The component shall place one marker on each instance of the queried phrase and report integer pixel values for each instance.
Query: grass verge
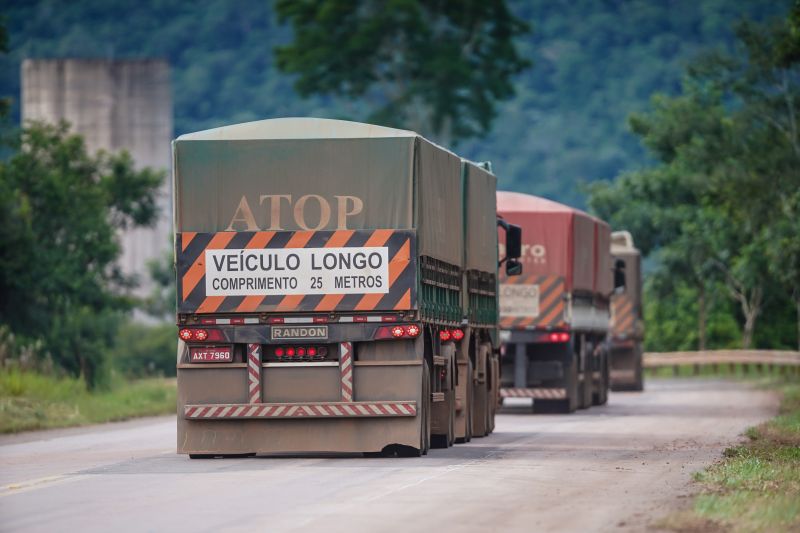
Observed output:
(29, 400)
(756, 486)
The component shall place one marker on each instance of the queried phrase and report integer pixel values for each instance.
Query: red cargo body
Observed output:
(554, 317)
(556, 239)
(565, 251)
(604, 271)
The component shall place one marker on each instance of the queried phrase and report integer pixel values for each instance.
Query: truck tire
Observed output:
(494, 394)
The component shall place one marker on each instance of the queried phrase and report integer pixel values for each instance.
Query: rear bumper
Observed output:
(300, 410)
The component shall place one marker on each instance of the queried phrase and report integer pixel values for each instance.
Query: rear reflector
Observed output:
(558, 336)
(397, 332)
(200, 335)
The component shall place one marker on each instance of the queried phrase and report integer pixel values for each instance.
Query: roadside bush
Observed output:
(144, 350)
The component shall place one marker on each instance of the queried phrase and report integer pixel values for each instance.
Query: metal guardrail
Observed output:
(748, 361)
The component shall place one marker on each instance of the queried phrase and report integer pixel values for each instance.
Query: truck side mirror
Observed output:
(619, 275)
(513, 267)
(513, 241)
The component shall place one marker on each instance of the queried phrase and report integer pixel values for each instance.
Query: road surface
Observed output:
(614, 468)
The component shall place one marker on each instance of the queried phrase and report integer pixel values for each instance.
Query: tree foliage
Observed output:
(594, 63)
(60, 210)
(720, 208)
(435, 67)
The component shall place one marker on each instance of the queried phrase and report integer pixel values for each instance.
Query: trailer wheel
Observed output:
(600, 396)
(480, 414)
(470, 402)
(571, 386)
(585, 390)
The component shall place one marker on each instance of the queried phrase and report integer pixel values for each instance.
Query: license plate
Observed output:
(216, 354)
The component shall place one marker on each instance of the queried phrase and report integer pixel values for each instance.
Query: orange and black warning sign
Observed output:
(623, 316)
(296, 271)
(532, 301)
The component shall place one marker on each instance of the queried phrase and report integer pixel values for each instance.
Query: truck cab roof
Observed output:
(297, 128)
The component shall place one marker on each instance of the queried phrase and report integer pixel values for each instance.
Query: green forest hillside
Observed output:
(593, 64)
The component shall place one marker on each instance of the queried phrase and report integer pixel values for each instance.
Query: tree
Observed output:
(60, 211)
(436, 67)
(729, 167)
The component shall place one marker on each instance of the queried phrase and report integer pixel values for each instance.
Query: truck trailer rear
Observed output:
(555, 318)
(627, 323)
(325, 291)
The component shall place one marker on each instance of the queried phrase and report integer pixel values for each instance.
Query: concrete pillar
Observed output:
(115, 105)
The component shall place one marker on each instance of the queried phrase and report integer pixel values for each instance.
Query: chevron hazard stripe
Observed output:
(623, 315)
(530, 302)
(296, 271)
(537, 394)
(301, 410)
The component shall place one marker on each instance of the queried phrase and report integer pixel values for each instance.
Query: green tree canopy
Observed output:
(60, 210)
(435, 67)
(723, 197)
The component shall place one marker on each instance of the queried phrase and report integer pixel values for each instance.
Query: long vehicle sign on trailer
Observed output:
(296, 271)
(233, 272)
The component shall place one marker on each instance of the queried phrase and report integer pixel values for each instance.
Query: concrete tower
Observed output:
(114, 105)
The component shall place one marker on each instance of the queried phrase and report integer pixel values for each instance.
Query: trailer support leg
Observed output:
(346, 370)
(254, 372)
(520, 366)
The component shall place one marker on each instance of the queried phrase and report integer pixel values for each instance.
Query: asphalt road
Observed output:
(614, 468)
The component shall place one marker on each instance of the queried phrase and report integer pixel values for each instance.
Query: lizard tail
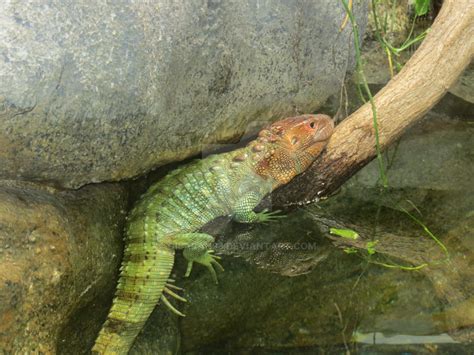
^^^^^^^^^^^^^^^^
* _The exercise_: Please report how many lines in the entries above contain the word "truck". Give only the number.

* _Worked answer_: 4